# CONSIGNE 1
Répondez aux questions suivantes à partir de l'extrait.
(a) Quel critique a écrit le texte sur les vins nature évoqué au début ?
(b) Dans quelle ville l'Organic Market a-t-il ouvert ses portes ?
(c) À quoi se consacre la chaîne dont l'Organic Market semble faire partie ?

Bio et con à la fois…


Rassurez-vous, je ne vais pas rallumer la polémique suscitée par un texte du critique Michel Bettane, il y a quelques années, sur les vins nature. J'ai dit récemment ce que je pensais des algarades qui voient (sur les réseaux sociaux notamment) s'affronter si fréquemment "tenants du pour" et "adversaires du contre", ayatollahs et chevaliers blancs: de querelles byzantines en discussions sur le sexe des anges, tout cela est du temps perdu (une heure, une heure seulement…) durant lequel on aurait pu vraiment parler de vin.
Non, rien de tout cela, ici, je veux juste mettre un joli caramel à une espèce de "marché bio", l'Organic Market, qui a ouvert ses portes il y a quelques mois, à Barcelone, à deux pas de la Plaza de Cataluña. L'endroit a belle gueule, il fait plus ou moins partie semble-t-il d'une chaîne qui se consacre à la vente à emporter de plats cuits au wok (pour celles qui ont peur de s'écailler le vernis où ceux qui ont deux mains gauches).

Une suite d'enregistrements:

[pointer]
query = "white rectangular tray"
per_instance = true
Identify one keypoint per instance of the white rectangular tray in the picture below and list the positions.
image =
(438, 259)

---

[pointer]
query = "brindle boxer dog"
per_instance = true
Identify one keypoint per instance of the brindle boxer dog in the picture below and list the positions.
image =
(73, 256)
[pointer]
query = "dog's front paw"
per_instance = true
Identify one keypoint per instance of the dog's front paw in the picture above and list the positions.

# CONSIGNE 2
Repérez dans les enregistrements chaque ligne contenant la chaîne "brindle" en tenant compte de la casse, puis recopiez chacune de ces lignes.

# RÉSULTAT FINAL 1
(a) Michel Bettane.
(b) À Barcelone, à deux pas de la Plaza de Cataluña.
(c) À la vente à emporter de plats cuits au wok.

# RÉSULTAT FINAL 2
query = "brindle boxer dog"
Identify one keypoint per instance of the brindle boxer dog in the picture below and list the positions.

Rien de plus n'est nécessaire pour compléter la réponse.